■ Task inputs:
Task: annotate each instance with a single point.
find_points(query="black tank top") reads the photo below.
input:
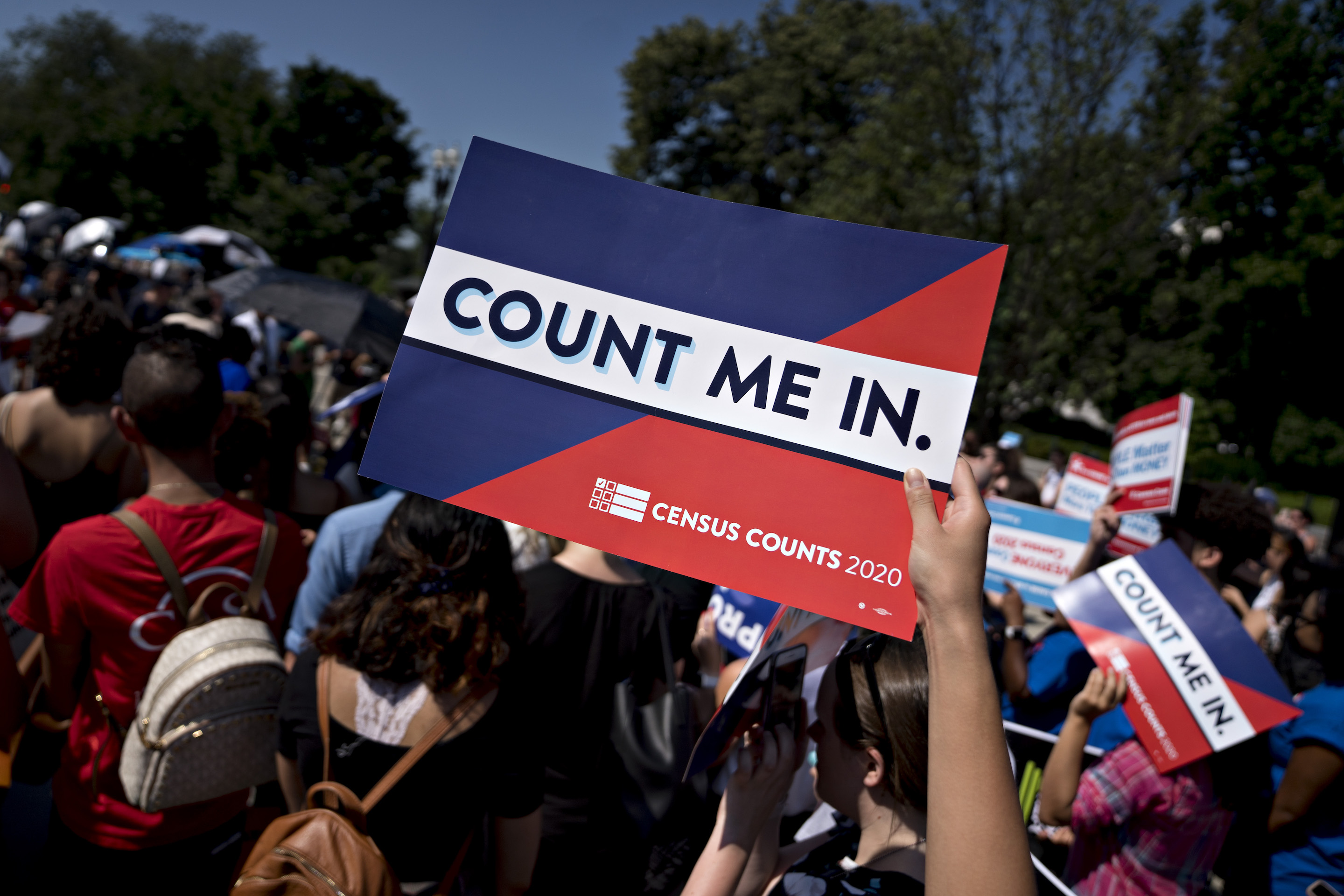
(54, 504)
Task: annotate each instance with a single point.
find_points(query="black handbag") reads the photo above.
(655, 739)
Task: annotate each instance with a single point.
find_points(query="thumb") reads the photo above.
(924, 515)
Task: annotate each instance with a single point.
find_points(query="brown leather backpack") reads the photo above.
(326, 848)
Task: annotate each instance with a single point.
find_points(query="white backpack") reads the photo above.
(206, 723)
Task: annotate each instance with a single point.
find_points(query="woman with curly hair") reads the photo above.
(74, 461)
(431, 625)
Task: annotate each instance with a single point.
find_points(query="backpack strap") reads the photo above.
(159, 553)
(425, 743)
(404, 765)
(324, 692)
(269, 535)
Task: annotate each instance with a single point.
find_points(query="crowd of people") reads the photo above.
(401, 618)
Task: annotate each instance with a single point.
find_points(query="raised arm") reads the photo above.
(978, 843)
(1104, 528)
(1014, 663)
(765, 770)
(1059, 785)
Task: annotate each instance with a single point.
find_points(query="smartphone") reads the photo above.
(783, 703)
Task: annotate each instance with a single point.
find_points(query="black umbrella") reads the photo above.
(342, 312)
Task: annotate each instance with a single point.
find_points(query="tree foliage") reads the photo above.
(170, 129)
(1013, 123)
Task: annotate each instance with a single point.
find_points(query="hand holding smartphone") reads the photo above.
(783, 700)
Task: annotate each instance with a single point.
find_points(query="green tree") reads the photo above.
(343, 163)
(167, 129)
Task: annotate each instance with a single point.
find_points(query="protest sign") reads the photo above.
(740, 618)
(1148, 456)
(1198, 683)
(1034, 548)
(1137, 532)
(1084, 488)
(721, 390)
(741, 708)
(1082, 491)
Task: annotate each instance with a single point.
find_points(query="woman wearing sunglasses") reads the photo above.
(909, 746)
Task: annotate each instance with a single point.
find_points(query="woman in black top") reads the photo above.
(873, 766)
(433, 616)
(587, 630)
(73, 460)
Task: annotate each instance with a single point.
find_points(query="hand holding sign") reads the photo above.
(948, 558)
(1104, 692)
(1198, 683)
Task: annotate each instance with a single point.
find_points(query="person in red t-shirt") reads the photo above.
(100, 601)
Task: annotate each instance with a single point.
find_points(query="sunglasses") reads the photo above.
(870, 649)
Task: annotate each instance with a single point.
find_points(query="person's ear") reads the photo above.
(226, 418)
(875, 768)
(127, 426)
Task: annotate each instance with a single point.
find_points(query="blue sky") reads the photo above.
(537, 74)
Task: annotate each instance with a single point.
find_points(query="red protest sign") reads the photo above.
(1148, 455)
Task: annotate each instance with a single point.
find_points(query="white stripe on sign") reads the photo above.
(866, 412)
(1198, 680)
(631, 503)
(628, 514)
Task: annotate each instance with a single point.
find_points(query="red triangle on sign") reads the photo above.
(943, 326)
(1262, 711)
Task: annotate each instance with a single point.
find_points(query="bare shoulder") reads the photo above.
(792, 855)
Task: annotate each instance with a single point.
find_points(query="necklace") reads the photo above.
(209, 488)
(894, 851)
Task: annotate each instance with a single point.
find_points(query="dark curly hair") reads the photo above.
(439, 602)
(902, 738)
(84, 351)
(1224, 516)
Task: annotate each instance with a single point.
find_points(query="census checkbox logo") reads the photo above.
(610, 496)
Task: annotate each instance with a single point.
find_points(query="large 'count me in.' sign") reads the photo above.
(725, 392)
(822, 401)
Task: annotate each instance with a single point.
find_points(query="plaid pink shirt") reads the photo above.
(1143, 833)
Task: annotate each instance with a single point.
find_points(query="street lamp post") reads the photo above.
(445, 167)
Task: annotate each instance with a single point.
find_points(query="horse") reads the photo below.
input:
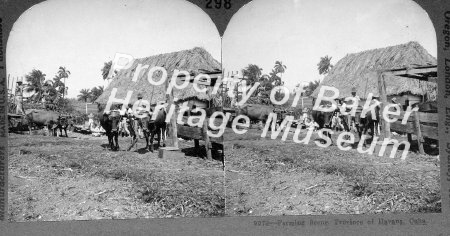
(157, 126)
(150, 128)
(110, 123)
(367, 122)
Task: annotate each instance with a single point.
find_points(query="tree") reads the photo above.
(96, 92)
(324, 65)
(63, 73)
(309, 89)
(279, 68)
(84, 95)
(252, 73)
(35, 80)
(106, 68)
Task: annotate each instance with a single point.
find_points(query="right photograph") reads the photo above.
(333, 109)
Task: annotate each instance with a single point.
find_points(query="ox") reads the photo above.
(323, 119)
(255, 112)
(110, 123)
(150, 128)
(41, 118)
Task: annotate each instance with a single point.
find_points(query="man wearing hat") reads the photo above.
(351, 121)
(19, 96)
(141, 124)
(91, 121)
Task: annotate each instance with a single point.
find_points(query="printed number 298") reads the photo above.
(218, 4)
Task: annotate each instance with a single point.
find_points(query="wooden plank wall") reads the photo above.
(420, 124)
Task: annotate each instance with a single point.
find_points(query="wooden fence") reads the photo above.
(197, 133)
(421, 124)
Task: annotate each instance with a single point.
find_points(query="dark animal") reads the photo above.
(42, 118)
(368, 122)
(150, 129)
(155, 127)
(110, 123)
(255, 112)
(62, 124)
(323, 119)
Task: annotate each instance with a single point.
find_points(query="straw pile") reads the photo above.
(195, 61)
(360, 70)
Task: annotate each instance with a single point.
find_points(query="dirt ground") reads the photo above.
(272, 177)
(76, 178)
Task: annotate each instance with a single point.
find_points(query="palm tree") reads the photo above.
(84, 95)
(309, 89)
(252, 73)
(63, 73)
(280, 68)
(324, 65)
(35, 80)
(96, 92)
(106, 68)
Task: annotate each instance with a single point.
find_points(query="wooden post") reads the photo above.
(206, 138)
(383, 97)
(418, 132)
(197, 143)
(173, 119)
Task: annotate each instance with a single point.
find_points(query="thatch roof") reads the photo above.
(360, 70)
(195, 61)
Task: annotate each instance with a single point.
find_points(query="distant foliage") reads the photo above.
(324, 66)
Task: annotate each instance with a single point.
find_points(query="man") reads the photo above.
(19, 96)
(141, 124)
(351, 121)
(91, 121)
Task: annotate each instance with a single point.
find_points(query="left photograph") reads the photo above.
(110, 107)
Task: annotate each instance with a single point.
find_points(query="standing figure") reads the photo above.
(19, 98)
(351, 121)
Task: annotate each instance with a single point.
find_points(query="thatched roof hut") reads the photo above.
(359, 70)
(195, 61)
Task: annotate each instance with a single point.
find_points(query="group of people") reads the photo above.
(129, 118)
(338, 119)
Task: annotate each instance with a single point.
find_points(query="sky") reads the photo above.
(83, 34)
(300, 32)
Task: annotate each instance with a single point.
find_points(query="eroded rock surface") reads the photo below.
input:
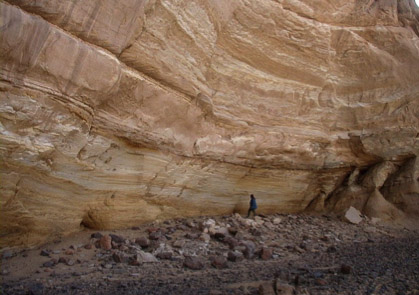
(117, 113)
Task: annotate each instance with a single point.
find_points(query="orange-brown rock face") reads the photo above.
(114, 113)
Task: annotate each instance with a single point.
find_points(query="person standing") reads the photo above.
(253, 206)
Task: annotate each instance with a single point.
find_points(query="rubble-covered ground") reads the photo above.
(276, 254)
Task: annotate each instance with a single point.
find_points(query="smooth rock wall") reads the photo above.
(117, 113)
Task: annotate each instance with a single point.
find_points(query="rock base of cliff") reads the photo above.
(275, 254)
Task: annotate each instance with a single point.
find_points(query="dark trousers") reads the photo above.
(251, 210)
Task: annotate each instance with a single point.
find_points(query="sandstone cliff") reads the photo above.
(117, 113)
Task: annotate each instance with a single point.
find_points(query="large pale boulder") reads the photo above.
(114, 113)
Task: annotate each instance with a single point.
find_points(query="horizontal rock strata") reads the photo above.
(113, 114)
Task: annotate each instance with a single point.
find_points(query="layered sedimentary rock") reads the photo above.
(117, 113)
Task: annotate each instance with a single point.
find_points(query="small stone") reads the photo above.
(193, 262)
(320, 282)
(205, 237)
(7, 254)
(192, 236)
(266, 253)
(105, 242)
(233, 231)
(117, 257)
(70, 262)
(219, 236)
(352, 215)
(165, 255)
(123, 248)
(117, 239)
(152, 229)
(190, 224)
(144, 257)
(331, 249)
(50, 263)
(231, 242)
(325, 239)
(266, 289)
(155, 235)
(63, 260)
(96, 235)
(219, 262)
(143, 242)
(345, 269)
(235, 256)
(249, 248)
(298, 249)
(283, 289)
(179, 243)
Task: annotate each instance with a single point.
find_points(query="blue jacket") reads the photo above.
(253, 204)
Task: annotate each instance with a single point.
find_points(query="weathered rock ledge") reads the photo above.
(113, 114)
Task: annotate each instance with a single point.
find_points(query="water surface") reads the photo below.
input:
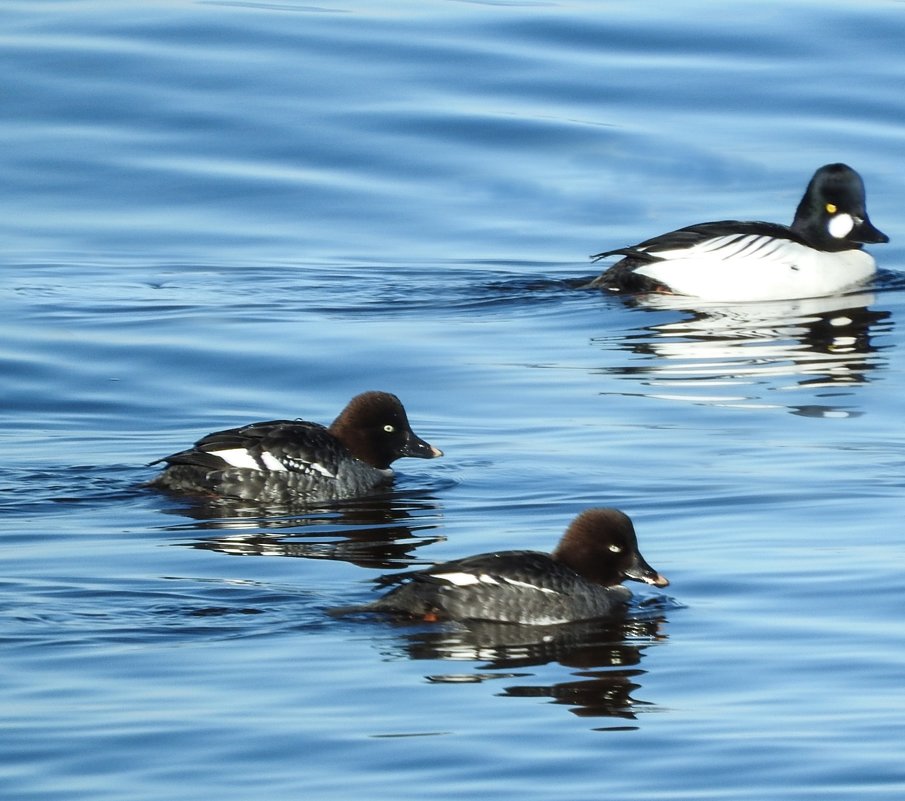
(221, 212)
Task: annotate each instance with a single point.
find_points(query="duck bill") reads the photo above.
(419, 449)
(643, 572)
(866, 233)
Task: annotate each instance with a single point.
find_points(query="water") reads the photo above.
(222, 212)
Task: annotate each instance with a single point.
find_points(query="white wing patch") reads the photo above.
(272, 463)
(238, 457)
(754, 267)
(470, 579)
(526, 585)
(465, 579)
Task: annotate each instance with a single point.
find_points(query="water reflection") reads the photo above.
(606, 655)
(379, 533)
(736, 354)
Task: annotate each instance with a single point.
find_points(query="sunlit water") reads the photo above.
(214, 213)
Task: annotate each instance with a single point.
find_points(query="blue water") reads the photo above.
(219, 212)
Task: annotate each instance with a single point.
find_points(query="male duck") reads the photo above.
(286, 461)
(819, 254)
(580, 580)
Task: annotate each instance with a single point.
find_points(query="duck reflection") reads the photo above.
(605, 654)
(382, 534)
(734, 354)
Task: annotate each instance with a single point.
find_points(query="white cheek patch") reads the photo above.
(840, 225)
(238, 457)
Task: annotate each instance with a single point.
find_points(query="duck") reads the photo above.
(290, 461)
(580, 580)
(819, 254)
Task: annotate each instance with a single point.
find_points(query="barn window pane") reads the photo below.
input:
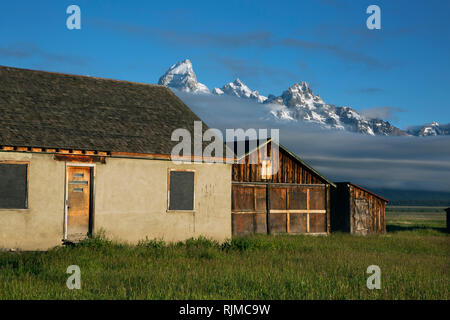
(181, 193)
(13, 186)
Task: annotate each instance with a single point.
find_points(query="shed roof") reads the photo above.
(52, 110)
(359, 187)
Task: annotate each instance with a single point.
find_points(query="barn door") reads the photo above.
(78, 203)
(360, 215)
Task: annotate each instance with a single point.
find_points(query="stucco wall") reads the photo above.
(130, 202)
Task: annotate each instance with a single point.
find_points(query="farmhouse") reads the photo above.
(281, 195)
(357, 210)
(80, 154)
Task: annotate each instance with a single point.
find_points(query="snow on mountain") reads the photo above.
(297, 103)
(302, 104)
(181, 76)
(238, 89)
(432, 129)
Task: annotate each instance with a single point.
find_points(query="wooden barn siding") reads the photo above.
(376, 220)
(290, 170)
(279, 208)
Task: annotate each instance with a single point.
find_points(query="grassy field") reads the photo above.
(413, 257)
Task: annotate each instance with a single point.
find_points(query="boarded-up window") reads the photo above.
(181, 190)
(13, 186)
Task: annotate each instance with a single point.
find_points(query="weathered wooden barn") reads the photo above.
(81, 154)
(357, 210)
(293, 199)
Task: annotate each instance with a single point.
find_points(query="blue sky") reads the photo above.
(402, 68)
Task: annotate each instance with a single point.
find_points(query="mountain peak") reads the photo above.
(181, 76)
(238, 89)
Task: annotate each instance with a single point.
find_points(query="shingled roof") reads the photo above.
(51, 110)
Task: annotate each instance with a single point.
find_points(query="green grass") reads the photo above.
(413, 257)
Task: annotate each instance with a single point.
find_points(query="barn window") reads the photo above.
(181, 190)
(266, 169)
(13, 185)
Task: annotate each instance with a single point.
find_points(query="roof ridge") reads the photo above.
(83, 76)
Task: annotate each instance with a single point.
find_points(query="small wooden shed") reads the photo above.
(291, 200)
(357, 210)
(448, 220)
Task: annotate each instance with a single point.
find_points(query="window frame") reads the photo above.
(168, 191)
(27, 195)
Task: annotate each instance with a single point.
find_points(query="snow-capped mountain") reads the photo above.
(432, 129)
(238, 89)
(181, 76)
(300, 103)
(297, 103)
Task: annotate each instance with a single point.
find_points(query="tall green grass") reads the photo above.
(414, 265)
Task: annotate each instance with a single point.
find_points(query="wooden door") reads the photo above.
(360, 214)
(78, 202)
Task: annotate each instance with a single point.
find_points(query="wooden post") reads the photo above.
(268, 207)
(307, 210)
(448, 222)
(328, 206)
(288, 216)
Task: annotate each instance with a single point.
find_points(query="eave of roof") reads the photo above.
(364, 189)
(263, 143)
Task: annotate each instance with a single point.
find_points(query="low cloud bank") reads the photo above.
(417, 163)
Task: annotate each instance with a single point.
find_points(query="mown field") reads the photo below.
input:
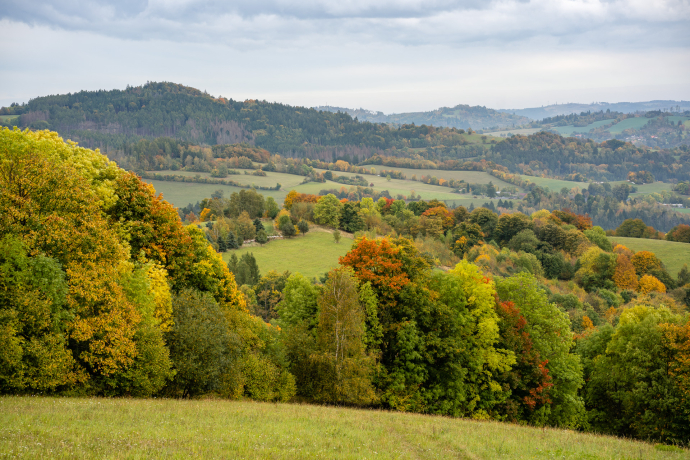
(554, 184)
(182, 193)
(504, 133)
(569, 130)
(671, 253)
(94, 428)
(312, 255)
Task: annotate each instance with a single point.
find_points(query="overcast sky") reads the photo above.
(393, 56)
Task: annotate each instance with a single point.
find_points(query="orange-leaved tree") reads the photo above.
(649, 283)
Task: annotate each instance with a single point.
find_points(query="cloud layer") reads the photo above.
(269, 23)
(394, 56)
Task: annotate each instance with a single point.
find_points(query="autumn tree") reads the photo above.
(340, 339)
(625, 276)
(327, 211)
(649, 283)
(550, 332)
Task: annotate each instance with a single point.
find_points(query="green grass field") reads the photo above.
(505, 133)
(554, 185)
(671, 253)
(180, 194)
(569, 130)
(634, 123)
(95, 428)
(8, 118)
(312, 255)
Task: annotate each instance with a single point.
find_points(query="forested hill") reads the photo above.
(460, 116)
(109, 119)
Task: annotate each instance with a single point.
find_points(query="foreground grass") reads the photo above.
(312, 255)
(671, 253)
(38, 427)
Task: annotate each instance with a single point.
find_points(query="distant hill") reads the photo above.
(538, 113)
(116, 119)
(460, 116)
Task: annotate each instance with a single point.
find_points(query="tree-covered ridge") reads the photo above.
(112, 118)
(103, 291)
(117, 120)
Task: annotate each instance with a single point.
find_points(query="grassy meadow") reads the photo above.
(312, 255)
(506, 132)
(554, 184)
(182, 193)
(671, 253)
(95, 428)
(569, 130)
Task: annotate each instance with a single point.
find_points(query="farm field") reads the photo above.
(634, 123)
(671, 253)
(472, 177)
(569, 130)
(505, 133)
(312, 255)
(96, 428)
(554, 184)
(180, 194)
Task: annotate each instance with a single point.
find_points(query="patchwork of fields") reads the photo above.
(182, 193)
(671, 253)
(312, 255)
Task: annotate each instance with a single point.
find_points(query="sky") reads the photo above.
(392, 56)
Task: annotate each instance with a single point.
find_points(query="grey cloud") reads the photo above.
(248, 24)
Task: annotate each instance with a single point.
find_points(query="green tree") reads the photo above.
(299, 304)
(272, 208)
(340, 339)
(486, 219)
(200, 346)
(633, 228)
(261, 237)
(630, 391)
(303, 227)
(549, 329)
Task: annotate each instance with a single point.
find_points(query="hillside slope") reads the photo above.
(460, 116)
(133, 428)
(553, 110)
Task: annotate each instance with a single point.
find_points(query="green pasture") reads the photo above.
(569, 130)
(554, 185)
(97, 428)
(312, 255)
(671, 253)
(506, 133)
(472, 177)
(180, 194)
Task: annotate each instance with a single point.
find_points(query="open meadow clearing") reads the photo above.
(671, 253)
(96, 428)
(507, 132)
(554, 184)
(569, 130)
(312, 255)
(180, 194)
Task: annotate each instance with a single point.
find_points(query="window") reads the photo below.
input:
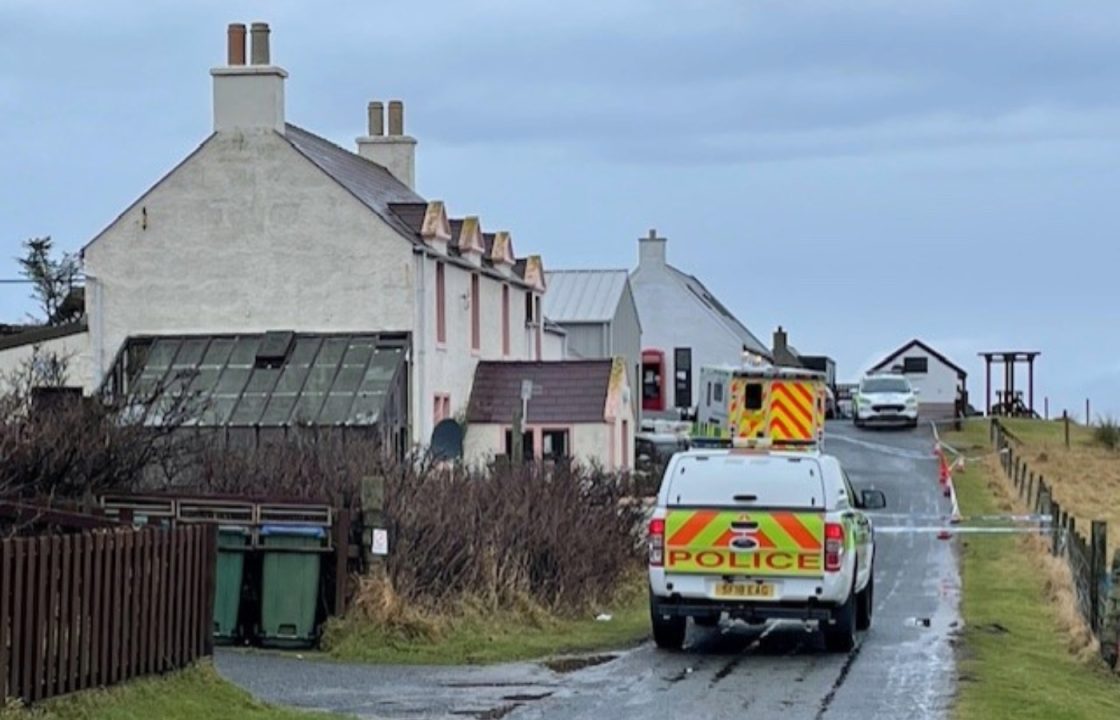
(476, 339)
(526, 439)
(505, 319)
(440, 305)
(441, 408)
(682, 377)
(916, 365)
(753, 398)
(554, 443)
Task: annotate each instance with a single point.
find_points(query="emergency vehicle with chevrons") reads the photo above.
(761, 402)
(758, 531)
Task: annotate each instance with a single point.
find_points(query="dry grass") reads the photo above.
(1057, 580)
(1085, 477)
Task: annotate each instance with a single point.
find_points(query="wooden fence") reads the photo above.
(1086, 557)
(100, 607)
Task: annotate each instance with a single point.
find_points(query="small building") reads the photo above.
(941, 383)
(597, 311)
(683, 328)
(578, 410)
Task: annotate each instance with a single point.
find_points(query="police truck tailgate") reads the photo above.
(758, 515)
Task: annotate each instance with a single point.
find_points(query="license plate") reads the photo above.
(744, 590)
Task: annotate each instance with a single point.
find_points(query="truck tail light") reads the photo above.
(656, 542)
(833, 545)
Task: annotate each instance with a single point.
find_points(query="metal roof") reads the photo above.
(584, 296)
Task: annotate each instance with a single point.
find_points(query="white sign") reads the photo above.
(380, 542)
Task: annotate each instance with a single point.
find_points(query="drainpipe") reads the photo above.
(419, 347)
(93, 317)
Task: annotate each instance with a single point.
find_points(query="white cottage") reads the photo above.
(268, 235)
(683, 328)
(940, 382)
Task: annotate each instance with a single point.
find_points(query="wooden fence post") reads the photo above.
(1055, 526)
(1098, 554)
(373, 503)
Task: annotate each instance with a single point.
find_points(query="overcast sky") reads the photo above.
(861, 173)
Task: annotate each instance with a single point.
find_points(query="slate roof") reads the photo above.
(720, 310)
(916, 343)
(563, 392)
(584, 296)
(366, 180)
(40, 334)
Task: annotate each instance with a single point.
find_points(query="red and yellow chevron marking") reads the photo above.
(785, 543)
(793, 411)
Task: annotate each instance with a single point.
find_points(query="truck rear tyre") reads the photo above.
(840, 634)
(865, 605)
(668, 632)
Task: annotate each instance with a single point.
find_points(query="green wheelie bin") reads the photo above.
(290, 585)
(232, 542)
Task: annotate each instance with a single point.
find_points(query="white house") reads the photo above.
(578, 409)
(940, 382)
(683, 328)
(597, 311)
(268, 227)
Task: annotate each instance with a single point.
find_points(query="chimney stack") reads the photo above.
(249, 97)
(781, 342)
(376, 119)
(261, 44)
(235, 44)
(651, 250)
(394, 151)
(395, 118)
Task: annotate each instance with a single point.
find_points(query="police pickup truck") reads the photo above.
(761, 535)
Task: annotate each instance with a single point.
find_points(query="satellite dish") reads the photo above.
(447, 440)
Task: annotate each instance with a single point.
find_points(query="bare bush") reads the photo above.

■ Work instructions:
How many lines of the records above contain the string "orange"? Treat uppercase and lowercase letters as different, and reply with the number alone.

■ Full response:
2